Records from a collection:
○ ○ ○ ○ ○ ○ ○

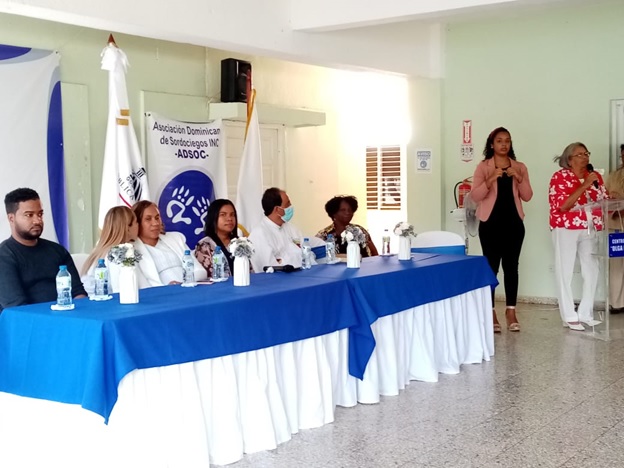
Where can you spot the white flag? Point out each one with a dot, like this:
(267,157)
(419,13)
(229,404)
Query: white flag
(249,189)
(124,181)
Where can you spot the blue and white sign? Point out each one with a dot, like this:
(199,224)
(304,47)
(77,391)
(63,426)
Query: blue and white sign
(423,160)
(616,244)
(187,172)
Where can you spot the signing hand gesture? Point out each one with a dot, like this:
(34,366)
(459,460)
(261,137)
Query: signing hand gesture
(512,172)
(590,179)
(498,172)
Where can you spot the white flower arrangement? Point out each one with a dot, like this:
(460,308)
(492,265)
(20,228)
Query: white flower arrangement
(241,247)
(124,254)
(404,229)
(353,233)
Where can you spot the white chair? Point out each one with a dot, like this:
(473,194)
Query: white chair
(440,242)
(79,260)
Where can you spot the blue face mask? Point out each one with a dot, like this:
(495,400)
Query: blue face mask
(288,212)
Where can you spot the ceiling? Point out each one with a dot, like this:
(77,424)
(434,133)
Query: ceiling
(396,36)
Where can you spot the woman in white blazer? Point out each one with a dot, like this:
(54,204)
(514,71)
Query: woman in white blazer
(120,226)
(162,252)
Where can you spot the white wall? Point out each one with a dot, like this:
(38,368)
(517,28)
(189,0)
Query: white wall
(548,79)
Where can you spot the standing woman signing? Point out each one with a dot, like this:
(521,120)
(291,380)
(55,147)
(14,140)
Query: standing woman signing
(500,185)
(573,222)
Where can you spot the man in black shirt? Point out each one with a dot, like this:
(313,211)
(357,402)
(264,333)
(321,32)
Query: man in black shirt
(29,264)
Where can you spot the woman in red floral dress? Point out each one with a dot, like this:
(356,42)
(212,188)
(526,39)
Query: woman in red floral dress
(574,220)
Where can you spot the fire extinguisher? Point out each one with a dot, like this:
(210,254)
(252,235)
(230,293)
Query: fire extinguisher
(462,189)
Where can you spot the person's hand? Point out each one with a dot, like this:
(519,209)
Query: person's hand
(511,172)
(590,179)
(495,175)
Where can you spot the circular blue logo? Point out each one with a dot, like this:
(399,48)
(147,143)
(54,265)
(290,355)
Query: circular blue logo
(184,203)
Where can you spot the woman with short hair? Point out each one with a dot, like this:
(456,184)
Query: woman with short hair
(341,209)
(574,218)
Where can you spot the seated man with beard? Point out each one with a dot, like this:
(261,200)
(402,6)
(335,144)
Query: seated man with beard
(29,264)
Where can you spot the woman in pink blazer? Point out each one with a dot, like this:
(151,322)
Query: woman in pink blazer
(500,185)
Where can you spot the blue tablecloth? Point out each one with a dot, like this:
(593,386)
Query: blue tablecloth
(81,356)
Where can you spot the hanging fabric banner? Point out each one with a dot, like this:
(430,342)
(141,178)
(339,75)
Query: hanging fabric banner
(187,172)
(32,133)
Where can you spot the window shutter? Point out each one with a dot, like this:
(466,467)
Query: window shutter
(383,178)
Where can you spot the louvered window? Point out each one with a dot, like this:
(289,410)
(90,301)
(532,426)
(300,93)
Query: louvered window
(383,177)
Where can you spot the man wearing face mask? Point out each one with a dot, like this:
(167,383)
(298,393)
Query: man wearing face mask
(276,241)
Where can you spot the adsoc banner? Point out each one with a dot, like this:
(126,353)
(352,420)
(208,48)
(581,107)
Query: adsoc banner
(186,170)
(32,134)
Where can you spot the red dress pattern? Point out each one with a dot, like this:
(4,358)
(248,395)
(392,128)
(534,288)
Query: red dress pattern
(564,183)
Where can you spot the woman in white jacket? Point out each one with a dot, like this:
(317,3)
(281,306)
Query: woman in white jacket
(120,226)
(162,252)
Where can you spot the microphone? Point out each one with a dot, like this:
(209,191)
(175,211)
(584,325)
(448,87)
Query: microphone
(284,268)
(590,168)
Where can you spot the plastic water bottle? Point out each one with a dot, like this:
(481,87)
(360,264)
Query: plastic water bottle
(63,288)
(385,243)
(218,265)
(330,249)
(188,266)
(101,279)
(306,254)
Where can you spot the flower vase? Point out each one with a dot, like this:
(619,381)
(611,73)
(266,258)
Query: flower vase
(405,248)
(128,285)
(353,255)
(241,271)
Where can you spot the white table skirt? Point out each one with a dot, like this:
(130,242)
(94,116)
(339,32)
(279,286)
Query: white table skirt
(215,410)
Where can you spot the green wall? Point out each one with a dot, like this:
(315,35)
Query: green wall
(362,109)
(548,78)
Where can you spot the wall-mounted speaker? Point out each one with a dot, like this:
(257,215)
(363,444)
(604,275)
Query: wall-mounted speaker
(235,80)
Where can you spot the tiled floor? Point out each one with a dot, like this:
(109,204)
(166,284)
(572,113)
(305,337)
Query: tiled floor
(550,397)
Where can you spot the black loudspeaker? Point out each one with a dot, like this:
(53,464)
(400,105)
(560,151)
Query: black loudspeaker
(235,80)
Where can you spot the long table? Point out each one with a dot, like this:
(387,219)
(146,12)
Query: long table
(102,356)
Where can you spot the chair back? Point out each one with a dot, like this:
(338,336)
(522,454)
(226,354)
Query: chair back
(79,260)
(440,242)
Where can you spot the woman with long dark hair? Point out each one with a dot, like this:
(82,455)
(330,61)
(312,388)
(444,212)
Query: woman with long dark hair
(220,228)
(500,185)
(162,252)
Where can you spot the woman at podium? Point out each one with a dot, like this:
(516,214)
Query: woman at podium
(574,219)
(615,187)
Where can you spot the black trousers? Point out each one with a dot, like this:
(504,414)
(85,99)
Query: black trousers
(501,242)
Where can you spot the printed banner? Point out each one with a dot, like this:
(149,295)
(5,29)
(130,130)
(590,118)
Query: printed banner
(32,134)
(187,172)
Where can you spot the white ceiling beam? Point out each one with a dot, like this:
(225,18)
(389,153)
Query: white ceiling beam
(331,15)
(248,27)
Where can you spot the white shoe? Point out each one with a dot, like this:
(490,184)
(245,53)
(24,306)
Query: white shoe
(574,326)
(591,322)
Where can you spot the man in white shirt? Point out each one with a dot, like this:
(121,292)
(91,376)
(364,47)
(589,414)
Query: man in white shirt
(276,241)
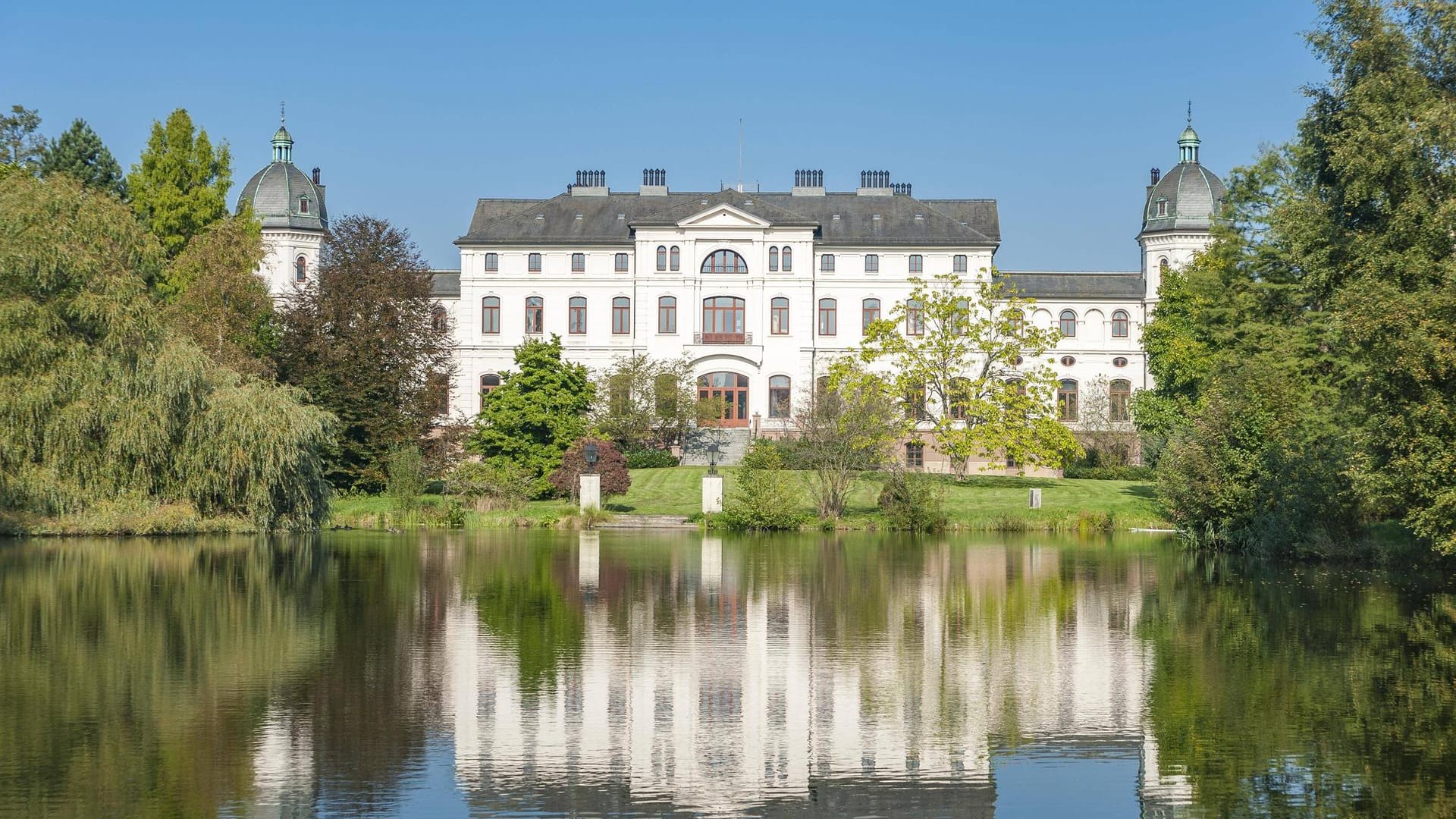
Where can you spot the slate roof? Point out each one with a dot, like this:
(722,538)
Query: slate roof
(1075,284)
(609,219)
(1194,196)
(274,193)
(444,283)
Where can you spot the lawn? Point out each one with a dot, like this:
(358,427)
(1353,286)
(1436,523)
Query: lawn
(981,502)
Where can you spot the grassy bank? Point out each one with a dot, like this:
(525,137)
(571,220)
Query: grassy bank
(979,503)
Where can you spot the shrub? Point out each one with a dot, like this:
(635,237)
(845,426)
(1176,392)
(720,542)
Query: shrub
(650,458)
(610,465)
(764,496)
(1111,472)
(913,502)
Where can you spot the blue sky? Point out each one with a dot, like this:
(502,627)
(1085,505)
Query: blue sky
(416,110)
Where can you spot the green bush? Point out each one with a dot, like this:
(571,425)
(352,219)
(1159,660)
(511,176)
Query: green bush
(913,502)
(650,460)
(766,496)
(1111,472)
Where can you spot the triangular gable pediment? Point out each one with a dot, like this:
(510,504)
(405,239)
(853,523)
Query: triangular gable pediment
(724,216)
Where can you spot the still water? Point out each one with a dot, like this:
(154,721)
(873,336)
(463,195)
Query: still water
(509,673)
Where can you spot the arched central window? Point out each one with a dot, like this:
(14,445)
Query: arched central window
(724,261)
(724,319)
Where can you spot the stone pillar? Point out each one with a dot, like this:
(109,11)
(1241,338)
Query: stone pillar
(590,491)
(712,493)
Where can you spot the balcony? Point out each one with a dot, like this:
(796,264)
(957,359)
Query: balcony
(723,338)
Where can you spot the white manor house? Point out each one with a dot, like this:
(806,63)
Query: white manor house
(759,290)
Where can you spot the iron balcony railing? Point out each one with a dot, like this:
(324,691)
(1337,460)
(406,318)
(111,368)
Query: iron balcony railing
(723,338)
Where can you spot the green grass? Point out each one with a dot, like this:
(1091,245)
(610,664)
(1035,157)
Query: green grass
(981,502)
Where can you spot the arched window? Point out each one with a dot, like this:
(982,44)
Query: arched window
(960,398)
(1119,324)
(1069,324)
(724,261)
(1120,400)
(780,397)
(491,315)
(829,316)
(535,314)
(723,319)
(915,316)
(620,315)
(1068,400)
(577,315)
(868,312)
(780,316)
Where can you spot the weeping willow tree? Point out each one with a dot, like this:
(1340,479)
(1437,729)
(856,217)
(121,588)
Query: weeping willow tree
(101,400)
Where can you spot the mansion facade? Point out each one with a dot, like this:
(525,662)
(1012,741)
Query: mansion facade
(759,290)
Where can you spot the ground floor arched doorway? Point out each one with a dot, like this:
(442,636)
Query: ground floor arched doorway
(733,391)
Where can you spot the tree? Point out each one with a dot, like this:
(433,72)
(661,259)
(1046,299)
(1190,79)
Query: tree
(535,414)
(843,430)
(364,344)
(20,146)
(963,360)
(218,299)
(181,184)
(99,400)
(648,403)
(610,465)
(80,153)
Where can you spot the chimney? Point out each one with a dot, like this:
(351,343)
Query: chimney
(874,184)
(590,184)
(654,183)
(808,184)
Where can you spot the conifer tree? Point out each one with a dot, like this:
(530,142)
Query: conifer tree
(181,184)
(80,153)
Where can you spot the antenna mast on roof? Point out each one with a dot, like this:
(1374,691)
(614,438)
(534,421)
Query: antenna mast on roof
(740,155)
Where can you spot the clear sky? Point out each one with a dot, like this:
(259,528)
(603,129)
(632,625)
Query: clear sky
(416,110)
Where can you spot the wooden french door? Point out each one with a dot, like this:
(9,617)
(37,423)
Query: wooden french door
(733,391)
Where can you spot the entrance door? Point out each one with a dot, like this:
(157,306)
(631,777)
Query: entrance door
(733,391)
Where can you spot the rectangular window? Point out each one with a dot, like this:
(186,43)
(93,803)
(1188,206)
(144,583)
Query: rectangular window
(780,316)
(829,318)
(915,455)
(620,315)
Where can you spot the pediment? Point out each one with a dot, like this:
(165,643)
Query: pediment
(724,216)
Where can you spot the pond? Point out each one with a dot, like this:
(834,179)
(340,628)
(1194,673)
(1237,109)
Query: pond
(552,673)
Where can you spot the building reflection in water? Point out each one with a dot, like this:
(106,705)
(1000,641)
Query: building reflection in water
(727,687)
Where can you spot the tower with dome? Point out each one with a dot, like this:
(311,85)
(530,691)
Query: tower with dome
(290,207)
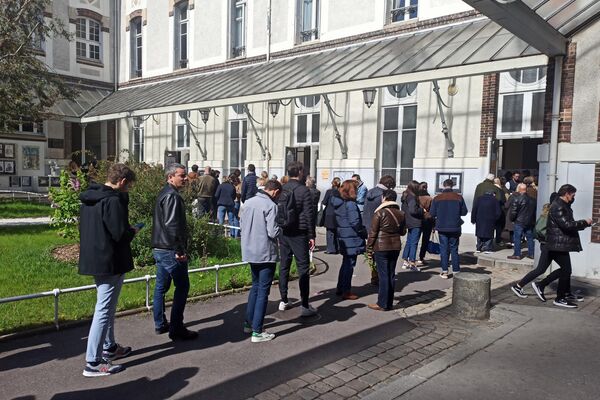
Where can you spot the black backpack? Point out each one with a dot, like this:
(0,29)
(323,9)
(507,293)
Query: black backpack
(287,213)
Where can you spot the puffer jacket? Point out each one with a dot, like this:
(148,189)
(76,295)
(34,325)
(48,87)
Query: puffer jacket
(522,210)
(350,230)
(413,213)
(169,226)
(562,231)
(387,227)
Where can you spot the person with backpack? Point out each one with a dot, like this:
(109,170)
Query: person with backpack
(385,242)
(351,236)
(259,249)
(331,234)
(295,216)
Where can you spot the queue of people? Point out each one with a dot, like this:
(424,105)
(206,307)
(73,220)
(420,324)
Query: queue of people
(278,223)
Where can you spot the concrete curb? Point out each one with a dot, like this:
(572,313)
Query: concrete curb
(511,321)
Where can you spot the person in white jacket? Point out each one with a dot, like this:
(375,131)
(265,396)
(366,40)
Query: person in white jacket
(260,249)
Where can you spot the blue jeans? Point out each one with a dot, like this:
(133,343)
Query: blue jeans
(262,277)
(102,331)
(169,269)
(412,240)
(386,269)
(449,248)
(345,276)
(232,219)
(520,230)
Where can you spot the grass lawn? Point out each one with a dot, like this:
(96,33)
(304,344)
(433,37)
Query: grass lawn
(26,267)
(24,209)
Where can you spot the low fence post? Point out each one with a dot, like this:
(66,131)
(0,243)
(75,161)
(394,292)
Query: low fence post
(147,292)
(217,278)
(56,293)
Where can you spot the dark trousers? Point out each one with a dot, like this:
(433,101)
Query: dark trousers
(386,269)
(169,269)
(298,247)
(258,298)
(449,248)
(331,237)
(426,228)
(563,259)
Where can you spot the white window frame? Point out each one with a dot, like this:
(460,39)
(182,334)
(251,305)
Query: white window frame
(136,47)
(181,24)
(403,8)
(238,24)
(86,40)
(310,33)
(509,86)
(182,122)
(242,141)
(400,131)
(139,134)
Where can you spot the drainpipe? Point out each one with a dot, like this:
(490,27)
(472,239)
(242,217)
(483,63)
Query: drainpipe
(269,31)
(553,159)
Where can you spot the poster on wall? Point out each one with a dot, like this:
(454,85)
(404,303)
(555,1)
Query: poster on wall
(9,151)
(456,177)
(31,157)
(9,167)
(25,181)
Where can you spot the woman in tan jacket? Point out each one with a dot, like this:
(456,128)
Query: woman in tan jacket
(384,240)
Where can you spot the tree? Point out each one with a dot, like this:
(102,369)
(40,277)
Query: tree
(28,88)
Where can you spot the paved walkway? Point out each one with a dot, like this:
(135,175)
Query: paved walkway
(347,351)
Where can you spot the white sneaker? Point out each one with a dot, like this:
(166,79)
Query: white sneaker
(308,312)
(262,337)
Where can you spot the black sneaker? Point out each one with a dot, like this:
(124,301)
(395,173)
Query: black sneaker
(518,291)
(539,290)
(103,368)
(184,334)
(564,303)
(573,297)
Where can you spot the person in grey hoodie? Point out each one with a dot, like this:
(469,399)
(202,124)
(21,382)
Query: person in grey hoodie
(261,251)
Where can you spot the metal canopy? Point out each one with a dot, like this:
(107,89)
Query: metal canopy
(470,48)
(87,97)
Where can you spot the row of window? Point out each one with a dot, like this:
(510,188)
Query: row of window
(308,22)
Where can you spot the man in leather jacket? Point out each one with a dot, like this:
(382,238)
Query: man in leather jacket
(169,242)
(522,213)
(562,237)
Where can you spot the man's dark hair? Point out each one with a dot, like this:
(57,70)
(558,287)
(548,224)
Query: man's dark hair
(273,184)
(564,189)
(294,169)
(390,195)
(388,181)
(116,172)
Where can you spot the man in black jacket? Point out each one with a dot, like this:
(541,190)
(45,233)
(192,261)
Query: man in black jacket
(522,213)
(562,237)
(169,242)
(297,240)
(105,253)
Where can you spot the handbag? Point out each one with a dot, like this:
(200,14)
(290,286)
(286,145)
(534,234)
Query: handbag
(433,247)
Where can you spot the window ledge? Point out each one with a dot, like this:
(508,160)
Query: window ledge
(88,61)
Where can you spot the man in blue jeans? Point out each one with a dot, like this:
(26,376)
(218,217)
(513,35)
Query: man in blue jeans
(522,213)
(260,249)
(105,253)
(169,242)
(447,208)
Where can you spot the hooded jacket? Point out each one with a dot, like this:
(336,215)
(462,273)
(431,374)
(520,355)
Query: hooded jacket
(105,233)
(386,228)
(350,230)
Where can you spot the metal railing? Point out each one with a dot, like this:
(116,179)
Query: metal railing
(147,278)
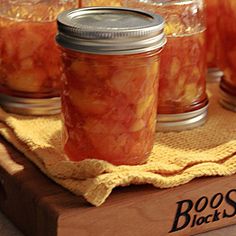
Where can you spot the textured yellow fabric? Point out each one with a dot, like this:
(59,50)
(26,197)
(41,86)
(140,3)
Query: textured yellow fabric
(177,158)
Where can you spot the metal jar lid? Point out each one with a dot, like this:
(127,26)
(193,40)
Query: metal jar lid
(110,30)
(30,106)
(182,121)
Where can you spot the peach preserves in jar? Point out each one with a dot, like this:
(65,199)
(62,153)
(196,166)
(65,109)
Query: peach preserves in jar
(111,65)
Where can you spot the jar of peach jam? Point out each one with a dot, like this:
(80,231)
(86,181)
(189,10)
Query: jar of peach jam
(111,66)
(182,101)
(227,24)
(213,40)
(29,58)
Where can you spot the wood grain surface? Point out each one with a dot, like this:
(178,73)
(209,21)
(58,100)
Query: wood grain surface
(40,207)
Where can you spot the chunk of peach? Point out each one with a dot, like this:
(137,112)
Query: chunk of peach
(87,103)
(143,105)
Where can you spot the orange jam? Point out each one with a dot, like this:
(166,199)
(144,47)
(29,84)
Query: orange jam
(109,106)
(29,58)
(182,79)
(111,72)
(183,61)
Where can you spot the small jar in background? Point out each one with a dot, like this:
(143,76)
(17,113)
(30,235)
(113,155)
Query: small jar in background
(30,60)
(227,26)
(109,98)
(182,101)
(213,40)
(93,3)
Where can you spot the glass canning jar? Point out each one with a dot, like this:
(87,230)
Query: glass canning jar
(182,101)
(111,65)
(213,40)
(227,25)
(29,57)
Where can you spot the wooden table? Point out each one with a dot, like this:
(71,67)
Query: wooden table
(39,207)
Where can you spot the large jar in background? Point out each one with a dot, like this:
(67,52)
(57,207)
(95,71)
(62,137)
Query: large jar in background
(93,3)
(182,102)
(29,58)
(213,40)
(109,99)
(227,25)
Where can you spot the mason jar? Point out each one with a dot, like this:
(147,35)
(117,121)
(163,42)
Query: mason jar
(111,65)
(213,40)
(182,101)
(29,57)
(227,24)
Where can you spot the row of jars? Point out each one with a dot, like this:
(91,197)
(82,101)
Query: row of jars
(108,71)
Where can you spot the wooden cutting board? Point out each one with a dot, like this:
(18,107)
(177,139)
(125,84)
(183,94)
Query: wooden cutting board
(39,207)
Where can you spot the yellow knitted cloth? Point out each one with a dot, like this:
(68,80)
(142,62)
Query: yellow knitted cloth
(177,158)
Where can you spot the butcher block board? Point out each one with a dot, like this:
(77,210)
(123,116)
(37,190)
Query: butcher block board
(39,207)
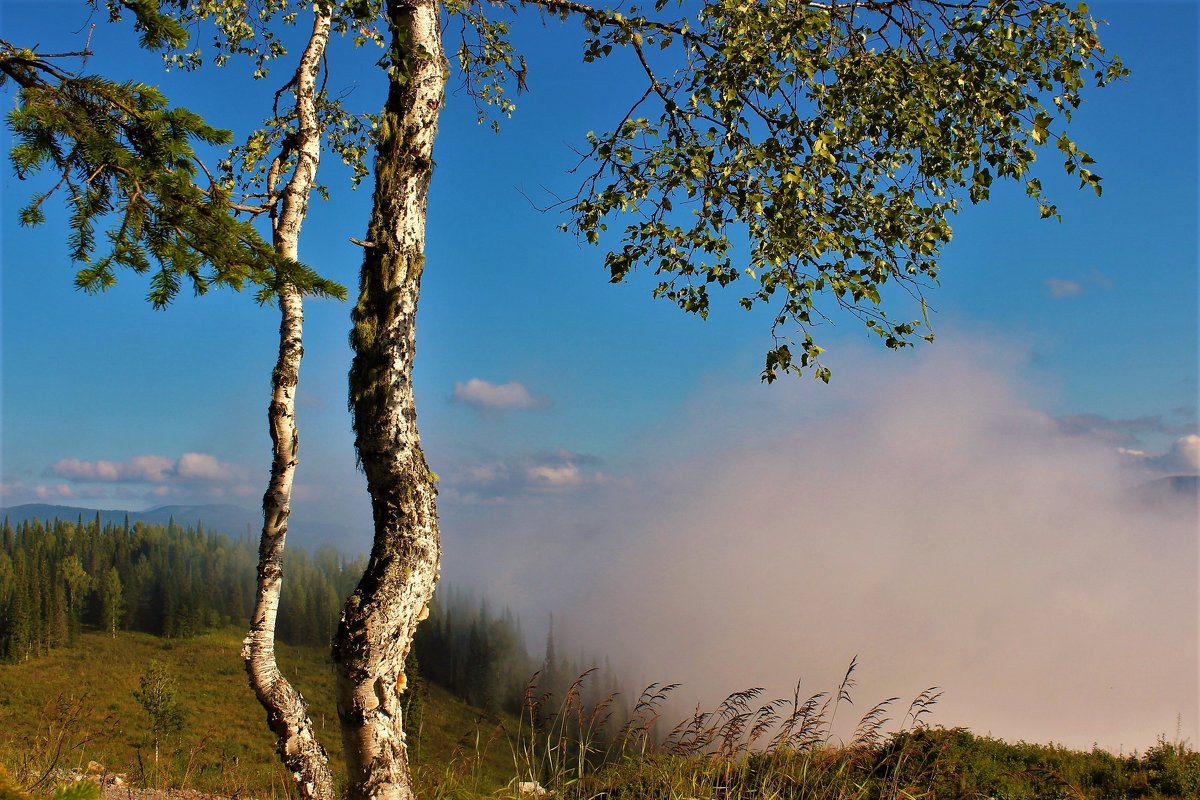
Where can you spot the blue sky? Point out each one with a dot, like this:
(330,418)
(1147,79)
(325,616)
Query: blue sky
(555,404)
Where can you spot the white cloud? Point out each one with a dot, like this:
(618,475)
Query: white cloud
(481,394)
(157,476)
(521,476)
(1060,288)
(563,475)
(150,469)
(923,512)
(202,467)
(1182,457)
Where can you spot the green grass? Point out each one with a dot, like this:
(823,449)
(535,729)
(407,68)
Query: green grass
(747,749)
(84,697)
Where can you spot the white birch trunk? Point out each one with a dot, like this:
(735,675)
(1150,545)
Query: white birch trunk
(377,625)
(287,714)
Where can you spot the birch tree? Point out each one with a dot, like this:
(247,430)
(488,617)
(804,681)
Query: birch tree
(814,151)
(809,154)
(120,148)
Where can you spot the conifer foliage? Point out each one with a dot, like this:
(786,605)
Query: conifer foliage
(124,158)
(169,581)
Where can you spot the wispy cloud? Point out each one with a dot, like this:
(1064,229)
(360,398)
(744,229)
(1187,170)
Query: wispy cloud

○ ○ ○ ○ ○ ○ ○

• PROBLEM DESCRIPTION
What are the lines from the one with "Where can you spot the white birch" through the last line of the records above? Quote them exactly and add nothing.

• OUTPUT OF THE EXERCISE
Where can you spot the white birch trunk? Point out each one with a dot, like this:
(735,675)
(1150,545)
Query: white birch trunk
(377,625)
(287,714)
Where can you spot the birch tree? Point out each one with a dot, like this:
(247,430)
(488,617)
(804,681)
Query: birch tree
(814,151)
(809,154)
(120,148)
Where can you spot the conifer foliage? Point out each one with a dot, like this:
(786,605)
Query: conifer foliage
(124,158)
(169,581)
Where can you spot the wispy cloud? Point out each one with a dot, like this:
(1064,229)
(360,398)
(744,229)
(1187,170)
Query: wispy cloud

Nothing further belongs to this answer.